FRAGMENTO CITADO:
= = = = = = =
Marta Molina Miércoles 8 de Agosto 2012
El
sacerdote Alejandro Solalinde, fundador del albergue Hermanos en el
Camino, dijo ayer que acatará la orden formulada por el obispo de
Tehuantepec, Óscar Campos Contreras, de abandonar, a más tardar en
noviembre próximo, la administración de dicho centro de asistencia
humanitaria a los migrantes indocumentados, pero sostuvo que seguirá su
misión de ayuda a ese sector.
A renglón seguido, el
religioso manifestó preocupación por el equipo de trabajo que dirige el
albergue mencionado, pues “el clero ha sido tremendo para apabullar a
los laicos (…) que han crecido por la defensa de los pobres y defienden
la justicia”. La víspera, el propio Solalinde había informado que la
orden emitida por Campos Contreras, vinculada en lo formal con el fin
de su comisión en la Pastoral de la Movilidad Humana de la Conferencia
del Episcopado Mexicano, se debía a un deseo de las autoridades
eclesiásticas de terminar con protagonismos.
= = = = = = =
(Entradas de etiquetado de regiones de imagen)

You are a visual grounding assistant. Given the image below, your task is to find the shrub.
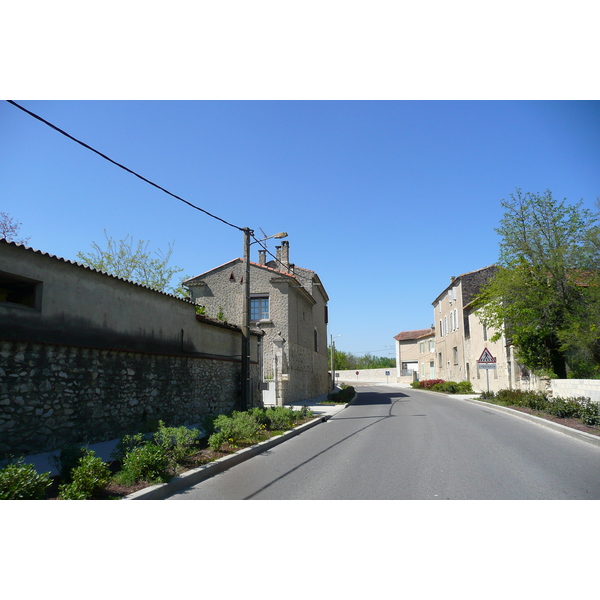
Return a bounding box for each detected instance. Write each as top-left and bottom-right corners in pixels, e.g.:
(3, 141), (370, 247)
(58, 450), (110, 500)
(458, 381), (473, 394)
(327, 385), (356, 404)
(579, 398), (600, 425)
(544, 398), (581, 419)
(208, 411), (261, 450)
(430, 381), (459, 394)
(0, 458), (52, 500)
(415, 379), (446, 390)
(266, 406), (298, 430)
(115, 442), (173, 485)
(154, 421), (200, 463)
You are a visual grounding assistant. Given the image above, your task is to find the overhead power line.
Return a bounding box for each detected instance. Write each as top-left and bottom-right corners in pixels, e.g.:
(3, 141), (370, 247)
(7, 100), (244, 231)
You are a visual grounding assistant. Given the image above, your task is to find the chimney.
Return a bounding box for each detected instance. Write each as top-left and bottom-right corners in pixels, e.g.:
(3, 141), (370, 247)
(281, 240), (290, 269)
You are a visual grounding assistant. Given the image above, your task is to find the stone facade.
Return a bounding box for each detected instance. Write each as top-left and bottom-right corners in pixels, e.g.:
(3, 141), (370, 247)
(394, 327), (435, 383)
(0, 341), (258, 455)
(432, 265), (496, 381)
(184, 242), (330, 405)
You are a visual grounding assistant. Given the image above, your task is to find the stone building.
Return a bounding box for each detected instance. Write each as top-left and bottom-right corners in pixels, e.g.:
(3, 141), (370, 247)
(184, 241), (330, 405)
(432, 265), (496, 381)
(0, 239), (261, 455)
(394, 327), (435, 383)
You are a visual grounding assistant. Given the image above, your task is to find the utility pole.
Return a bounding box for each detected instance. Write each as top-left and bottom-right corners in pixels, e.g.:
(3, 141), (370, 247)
(241, 227), (254, 410)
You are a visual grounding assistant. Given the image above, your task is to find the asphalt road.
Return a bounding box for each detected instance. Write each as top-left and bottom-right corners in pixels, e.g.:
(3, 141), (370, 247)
(169, 385), (600, 500)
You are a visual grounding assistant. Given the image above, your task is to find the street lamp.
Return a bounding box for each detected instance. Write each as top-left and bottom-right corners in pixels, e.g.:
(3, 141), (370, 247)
(330, 333), (342, 390)
(241, 227), (287, 410)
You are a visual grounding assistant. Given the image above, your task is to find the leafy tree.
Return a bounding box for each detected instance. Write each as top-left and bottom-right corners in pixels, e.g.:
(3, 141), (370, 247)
(0, 212), (30, 244)
(77, 230), (185, 296)
(477, 190), (600, 378)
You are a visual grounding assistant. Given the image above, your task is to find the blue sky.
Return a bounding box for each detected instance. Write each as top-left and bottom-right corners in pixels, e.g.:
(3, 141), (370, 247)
(0, 99), (600, 356)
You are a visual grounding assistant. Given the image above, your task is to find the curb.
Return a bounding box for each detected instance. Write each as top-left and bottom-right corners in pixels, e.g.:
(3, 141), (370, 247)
(123, 405), (347, 500)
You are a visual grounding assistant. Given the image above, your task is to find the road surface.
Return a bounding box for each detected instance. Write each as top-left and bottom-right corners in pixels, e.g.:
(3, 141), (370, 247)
(169, 385), (600, 500)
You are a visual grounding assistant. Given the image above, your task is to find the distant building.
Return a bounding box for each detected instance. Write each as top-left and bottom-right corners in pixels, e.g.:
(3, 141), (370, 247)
(394, 327), (435, 381)
(184, 241), (329, 405)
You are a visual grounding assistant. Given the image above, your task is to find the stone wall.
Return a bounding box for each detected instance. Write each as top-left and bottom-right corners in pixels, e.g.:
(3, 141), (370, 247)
(0, 340), (260, 456)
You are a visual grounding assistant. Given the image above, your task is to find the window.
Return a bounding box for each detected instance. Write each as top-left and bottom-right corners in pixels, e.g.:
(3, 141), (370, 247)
(250, 296), (269, 321)
(0, 273), (42, 310)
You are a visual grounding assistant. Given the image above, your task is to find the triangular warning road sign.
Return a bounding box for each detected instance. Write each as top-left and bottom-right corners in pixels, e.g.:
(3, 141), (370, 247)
(477, 348), (496, 363)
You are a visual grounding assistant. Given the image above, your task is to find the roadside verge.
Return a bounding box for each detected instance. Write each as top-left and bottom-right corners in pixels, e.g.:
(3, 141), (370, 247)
(440, 390), (600, 447)
(123, 405), (346, 500)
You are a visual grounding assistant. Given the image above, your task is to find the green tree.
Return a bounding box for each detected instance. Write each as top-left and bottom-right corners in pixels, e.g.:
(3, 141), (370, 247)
(0, 212), (30, 244)
(77, 230), (186, 297)
(477, 190), (600, 378)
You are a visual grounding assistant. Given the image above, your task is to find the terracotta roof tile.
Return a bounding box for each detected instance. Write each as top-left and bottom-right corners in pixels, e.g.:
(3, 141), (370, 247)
(394, 327), (435, 342)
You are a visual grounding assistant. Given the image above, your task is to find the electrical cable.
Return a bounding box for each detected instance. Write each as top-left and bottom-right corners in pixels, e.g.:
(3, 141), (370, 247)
(7, 100), (244, 231)
(7, 100), (324, 290)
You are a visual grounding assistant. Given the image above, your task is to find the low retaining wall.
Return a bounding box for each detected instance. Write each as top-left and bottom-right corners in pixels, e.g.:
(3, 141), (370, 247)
(550, 379), (600, 402)
(0, 341), (260, 456)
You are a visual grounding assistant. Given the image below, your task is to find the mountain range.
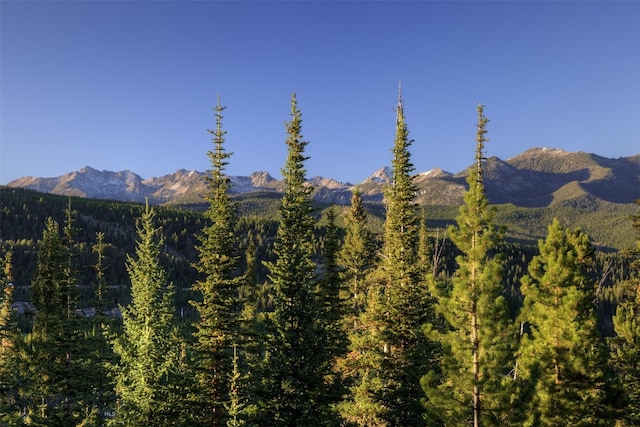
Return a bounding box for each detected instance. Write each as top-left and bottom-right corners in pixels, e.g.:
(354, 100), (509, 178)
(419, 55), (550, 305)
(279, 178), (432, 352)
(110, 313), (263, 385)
(7, 148), (640, 207)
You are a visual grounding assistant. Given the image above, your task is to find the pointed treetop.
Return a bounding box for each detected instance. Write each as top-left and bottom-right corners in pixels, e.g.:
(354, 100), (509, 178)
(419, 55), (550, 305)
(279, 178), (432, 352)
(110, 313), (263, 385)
(396, 80), (404, 122)
(476, 104), (489, 182)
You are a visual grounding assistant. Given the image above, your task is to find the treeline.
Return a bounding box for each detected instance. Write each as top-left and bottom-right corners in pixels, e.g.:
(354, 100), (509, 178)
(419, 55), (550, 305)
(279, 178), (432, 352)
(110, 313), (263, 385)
(0, 96), (640, 426)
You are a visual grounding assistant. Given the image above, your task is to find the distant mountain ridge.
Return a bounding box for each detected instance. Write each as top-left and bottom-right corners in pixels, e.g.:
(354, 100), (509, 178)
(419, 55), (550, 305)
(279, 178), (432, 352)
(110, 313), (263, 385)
(7, 148), (640, 207)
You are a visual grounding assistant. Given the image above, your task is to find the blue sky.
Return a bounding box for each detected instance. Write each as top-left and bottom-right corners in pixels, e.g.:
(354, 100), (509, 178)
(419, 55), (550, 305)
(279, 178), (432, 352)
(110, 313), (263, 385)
(0, 0), (640, 184)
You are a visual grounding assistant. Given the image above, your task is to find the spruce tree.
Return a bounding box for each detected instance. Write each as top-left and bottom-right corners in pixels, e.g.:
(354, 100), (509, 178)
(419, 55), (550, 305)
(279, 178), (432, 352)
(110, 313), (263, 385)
(112, 205), (190, 426)
(339, 189), (376, 317)
(343, 89), (436, 426)
(0, 251), (22, 426)
(18, 216), (92, 425)
(318, 207), (348, 359)
(259, 95), (329, 426)
(83, 232), (116, 426)
(517, 219), (611, 426)
(610, 200), (640, 426)
(423, 105), (516, 427)
(192, 97), (242, 426)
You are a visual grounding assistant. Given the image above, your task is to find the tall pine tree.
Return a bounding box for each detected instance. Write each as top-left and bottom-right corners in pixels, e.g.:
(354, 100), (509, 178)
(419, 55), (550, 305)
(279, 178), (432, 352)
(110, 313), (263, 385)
(0, 251), (22, 426)
(423, 105), (516, 427)
(610, 199), (640, 426)
(518, 219), (610, 426)
(339, 189), (376, 317)
(343, 88), (436, 426)
(18, 212), (93, 425)
(192, 97), (242, 426)
(112, 205), (191, 426)
(259, 95), (329, 426)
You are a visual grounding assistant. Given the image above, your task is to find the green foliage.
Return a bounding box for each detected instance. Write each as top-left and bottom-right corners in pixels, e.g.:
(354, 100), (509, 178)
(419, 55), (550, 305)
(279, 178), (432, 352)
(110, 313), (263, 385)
(610, 200), (640, 425)
(192, 98), (243, 426)
(113, 208), (188, 426)
(259, 95), (336, 426)
(341, 92), (435, 426)
(423, 105), (515, 426)
(517, 220), (610, 426)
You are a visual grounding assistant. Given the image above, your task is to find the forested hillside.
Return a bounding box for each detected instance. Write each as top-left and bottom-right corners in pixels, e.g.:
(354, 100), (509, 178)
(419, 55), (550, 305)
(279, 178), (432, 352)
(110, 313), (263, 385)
(0, 96), (640, 426)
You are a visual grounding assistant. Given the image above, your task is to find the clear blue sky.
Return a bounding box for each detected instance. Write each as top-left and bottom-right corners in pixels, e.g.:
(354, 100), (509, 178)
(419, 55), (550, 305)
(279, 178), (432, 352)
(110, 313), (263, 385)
(0, 0), (640, 184)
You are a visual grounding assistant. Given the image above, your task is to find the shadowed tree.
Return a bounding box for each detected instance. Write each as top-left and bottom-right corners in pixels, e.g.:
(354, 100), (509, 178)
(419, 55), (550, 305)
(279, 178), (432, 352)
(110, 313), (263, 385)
(422, 105), (517, 427)
(112, 205), (192, 426)
(341, 88), (436, 426)
(192, 98), (243, 426)
(259, 95), (336, 426)
(518, 219), (611, 426)
(610, 200), (640, 426)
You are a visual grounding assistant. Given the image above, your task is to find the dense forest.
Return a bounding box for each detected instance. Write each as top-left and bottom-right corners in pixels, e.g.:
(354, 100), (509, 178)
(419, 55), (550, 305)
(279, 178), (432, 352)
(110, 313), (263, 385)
(0, 95), (640, 426)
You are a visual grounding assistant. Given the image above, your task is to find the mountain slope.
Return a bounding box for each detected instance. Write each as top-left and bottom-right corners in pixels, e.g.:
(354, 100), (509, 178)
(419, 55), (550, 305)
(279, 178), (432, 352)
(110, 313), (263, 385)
(7, 148), (640, 207)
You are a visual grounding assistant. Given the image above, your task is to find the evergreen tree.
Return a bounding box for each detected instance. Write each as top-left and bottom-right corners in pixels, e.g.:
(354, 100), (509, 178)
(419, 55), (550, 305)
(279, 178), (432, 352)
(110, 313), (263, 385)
(83, 232), (115, 427)
(260, 95), (329, 426)
(318, 208), (348, 359)
(610, 200), (640, 426)
(423, 105), (515, 427)
(339, 189), (376, 316)
(343, 89), (436, 426)
(318, 207), (348, 418)
(517, 219), (610, 426)
(192, 98), (242, 426)
(18, 216), (91, 426)
(112, 205), (190, 426)
(0, 251), (22, 426)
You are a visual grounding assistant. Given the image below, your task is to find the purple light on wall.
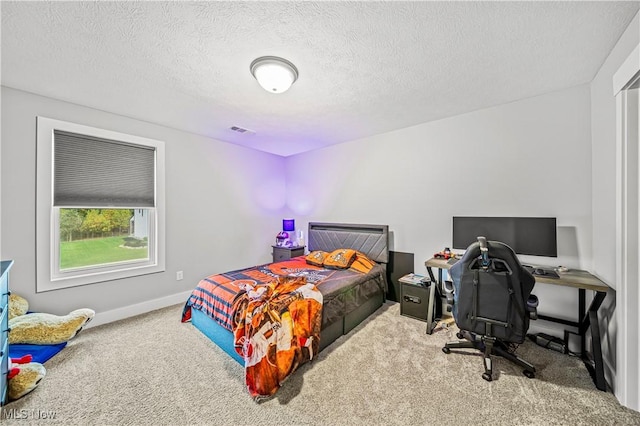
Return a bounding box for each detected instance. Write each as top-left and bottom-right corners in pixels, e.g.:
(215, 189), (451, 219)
(282, 219), (296, 232)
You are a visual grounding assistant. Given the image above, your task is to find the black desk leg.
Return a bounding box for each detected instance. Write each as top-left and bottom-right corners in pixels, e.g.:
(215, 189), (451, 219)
(589, 311), (607, 391)
(580, 291), (607, 391)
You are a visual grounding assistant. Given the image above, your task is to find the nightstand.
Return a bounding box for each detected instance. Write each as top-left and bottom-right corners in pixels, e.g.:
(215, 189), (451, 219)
(398, 274), (436, 334)
(271, 246), (305, 262)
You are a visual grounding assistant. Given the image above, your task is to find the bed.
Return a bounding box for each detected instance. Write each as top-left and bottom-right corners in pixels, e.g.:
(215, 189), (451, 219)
(182, 222), (389, 365)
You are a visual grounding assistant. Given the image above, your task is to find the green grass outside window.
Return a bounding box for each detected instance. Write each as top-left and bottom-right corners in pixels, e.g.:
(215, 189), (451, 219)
(60, 237), (149, 270)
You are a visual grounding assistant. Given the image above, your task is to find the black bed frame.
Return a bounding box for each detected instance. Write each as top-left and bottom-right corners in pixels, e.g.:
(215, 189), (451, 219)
(308, 222), (389, 350)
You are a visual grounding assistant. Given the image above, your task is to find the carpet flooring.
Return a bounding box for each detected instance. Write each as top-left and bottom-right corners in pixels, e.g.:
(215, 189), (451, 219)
(2, 302), (640, 425)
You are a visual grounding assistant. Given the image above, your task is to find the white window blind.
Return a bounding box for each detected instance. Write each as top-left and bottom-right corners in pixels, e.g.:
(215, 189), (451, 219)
(53, 129), (156, 208)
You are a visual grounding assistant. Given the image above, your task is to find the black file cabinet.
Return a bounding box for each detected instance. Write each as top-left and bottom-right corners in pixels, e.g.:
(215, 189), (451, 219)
(399, 277), (433, 322)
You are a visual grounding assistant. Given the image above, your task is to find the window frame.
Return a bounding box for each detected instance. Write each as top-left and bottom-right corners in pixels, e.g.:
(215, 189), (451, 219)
(36, 116), (165, 293)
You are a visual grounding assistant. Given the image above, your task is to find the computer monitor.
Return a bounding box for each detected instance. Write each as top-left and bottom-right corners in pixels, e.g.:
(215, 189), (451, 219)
(453, 216), (558, 257)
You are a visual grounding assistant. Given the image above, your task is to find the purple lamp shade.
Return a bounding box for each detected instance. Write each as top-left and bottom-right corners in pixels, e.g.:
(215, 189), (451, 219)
(282, 219), (296, 232)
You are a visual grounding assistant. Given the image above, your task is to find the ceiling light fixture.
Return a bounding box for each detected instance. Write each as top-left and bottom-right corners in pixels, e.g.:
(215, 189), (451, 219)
(249, 56), (298, 93)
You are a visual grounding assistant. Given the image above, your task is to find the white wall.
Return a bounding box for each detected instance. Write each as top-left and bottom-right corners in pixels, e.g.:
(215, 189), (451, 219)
(287, 85), (592, 328)
(591, 13), (640, 288)
(591, 13), (640, 402)
(0, 87), (286, 318)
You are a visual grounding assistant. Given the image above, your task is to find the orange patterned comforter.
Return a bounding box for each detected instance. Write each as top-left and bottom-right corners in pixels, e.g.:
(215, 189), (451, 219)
(233, 277), (322, 399)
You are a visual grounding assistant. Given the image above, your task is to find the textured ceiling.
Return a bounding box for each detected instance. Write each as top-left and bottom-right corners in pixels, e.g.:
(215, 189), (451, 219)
(0, 1), (640, 156)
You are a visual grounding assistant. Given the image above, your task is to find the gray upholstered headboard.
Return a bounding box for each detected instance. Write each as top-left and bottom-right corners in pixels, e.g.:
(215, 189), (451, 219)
(308, 222), (389, 263)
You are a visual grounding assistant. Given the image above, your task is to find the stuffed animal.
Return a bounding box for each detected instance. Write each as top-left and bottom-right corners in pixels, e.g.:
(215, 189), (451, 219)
(7, 355), (47, 401)
(9, 293), (95, 345)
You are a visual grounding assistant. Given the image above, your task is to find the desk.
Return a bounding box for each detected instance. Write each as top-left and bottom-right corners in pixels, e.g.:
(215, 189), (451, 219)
(424, 258), (609, 391)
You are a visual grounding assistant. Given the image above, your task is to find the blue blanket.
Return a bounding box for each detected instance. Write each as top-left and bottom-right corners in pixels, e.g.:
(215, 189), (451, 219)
(9, 342), (67, 364)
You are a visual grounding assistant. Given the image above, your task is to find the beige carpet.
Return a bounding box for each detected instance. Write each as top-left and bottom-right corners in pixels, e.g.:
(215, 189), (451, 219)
(2, 303), (640, 425)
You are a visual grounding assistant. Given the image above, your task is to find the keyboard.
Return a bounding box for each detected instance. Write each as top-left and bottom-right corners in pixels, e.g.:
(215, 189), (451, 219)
(522, 265), (560, 278)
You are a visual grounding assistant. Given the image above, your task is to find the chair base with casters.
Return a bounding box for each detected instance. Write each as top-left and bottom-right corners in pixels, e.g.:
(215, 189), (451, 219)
(442, 332), (536, 382)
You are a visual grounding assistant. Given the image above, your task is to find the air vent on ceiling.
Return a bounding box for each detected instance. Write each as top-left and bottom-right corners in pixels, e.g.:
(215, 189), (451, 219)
(229, 126), (256, 135)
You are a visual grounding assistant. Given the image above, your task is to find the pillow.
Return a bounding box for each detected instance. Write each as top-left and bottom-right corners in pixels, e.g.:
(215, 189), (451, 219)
(351, 251), (376, 274)
(305, 250), (329, 266)
(323, 249), (356, 269)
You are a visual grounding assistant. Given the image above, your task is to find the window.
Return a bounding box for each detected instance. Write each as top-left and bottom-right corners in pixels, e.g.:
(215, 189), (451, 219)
(36, 117), (164, 292)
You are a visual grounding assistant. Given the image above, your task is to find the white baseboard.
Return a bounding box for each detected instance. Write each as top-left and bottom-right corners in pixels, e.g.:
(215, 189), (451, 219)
(85, 290), (192, 328)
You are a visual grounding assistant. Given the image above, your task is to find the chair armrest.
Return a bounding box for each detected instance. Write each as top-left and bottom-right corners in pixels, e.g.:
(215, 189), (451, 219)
(527, 294), (538, 320)
(442, 281), (453, 312)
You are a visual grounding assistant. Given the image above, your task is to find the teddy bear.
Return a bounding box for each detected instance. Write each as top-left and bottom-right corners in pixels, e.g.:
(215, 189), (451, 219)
(9, 293), (95, 345)
(7, 293), (95, 401)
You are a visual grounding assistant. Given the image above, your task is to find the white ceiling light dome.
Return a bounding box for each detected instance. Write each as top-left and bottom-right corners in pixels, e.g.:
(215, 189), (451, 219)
(249, 56), (298, 93)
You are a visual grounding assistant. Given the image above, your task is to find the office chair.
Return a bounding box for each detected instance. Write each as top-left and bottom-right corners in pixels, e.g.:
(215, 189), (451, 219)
(442, 237), (538, 382)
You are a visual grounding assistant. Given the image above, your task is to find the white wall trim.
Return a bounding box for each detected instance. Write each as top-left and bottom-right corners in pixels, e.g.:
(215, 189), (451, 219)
(613, 44), (640, 96)
(86, 290), (192, 328)
(613, 44), (640, 410)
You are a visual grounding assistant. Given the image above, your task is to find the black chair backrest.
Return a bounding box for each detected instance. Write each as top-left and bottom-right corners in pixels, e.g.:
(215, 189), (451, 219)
(449, 241), (535, 343)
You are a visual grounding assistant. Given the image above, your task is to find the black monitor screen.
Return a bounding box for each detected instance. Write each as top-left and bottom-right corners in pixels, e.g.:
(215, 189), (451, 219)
(453, 216), (558, 257)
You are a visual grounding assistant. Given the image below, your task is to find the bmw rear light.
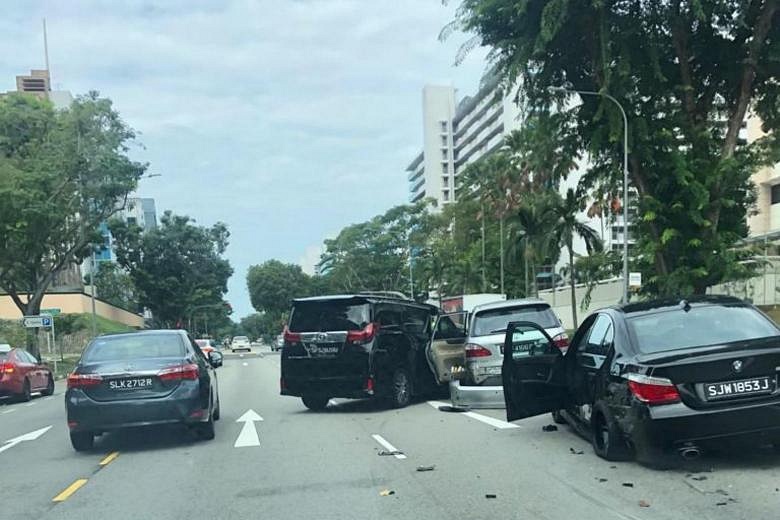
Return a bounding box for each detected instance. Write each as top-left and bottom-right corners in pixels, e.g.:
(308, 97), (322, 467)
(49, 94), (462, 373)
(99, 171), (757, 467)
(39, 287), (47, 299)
(284, 327), (301, 343)
(553, 332), (569, 349)
(68, 374), (103, 388)
(157, 363), (199, 381)
(628, 374), (680, 406)
(466, 343), (493, 358)
(347, 323), (379, 345)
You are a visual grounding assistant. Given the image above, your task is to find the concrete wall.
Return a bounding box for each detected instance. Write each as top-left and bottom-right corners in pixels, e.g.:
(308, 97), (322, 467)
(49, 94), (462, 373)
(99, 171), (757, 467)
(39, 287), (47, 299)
(0, 293), (144, 327)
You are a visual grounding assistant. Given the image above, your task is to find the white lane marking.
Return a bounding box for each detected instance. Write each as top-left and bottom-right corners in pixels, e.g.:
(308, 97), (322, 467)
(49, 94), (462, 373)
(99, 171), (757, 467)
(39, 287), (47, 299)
(233, 410), (263, 448)
(0, 425), (51, 453)
(428, 401), (521, 430)
(371, 433), (406, 460)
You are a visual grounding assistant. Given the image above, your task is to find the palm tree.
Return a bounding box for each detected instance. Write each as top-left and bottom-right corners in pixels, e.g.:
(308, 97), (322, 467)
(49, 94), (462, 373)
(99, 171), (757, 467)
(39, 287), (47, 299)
(550, 188), (602, 329)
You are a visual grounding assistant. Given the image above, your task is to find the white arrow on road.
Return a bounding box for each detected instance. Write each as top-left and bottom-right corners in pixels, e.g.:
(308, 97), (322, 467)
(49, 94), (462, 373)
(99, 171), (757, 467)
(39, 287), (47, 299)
= = = = = = =
OBJETIVOS:
a - Copia del fragmento citado el texto comprendido entre "A renglón seguido, el" y "terminar con protagonismos.", ambos incluidos.
b - Según el fragmento citado, ¿por qué manifestó Solalinde preocupación por el equipo de trabajo que dirige el albergue? Responde en una a tres oraciones.

SOLUCIONES DEL EJERCICIO:
a -
A renglón seguido, el
religioso manifestó preocupación por el equipo de trabajo que dirige el
albergue mencionado, pues “el clero ha sido tremendo para apabullar a
los laicos (…) que han crecido por la defensa de los pobres y defienden
la justicia”. La víspera, el propio Solalinde había informado que la
orden emitida por Campos Contreras, vinculada en lo formal con el fin
de su comisión en la Pastoral de la Movilidad Humana de la Conferencia
del Episcopado Mexicano, se debía a un deseo de las autoridades
eclesiásticas de terminar con protagonismos.

b - Porque, según afirmó, "el clero ha sido tremendo para apabullar a los laicos". Se refería a los laicos que han crecido por la defensa de los pobres y que defienden la justicia.